%%

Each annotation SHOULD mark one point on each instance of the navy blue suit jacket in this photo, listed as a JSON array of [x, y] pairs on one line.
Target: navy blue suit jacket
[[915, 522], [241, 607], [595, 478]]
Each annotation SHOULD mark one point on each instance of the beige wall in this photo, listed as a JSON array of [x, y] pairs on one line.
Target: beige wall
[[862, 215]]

%%

> Written exercise: Please express each line of the records above as one string in a JSON list, leaving out any blank lines.

> Written answer:
[
  "Each annotation SHOULD mark one point on each instance of the navy blue suit jacket in this photo, listed as a JSON array of [x, y] pairs on one line.",
  "Target: navy blue suit jacket",
  "[[915, 522], [241, 607], [595, 478]]",
  "Each annotation SHOULD mark one point on each instance of the beige wall in this photo, listed as a JSON array of [x, y] pairs on one line.",
  "Target: beige wall",
  "[[862, 215]]"
]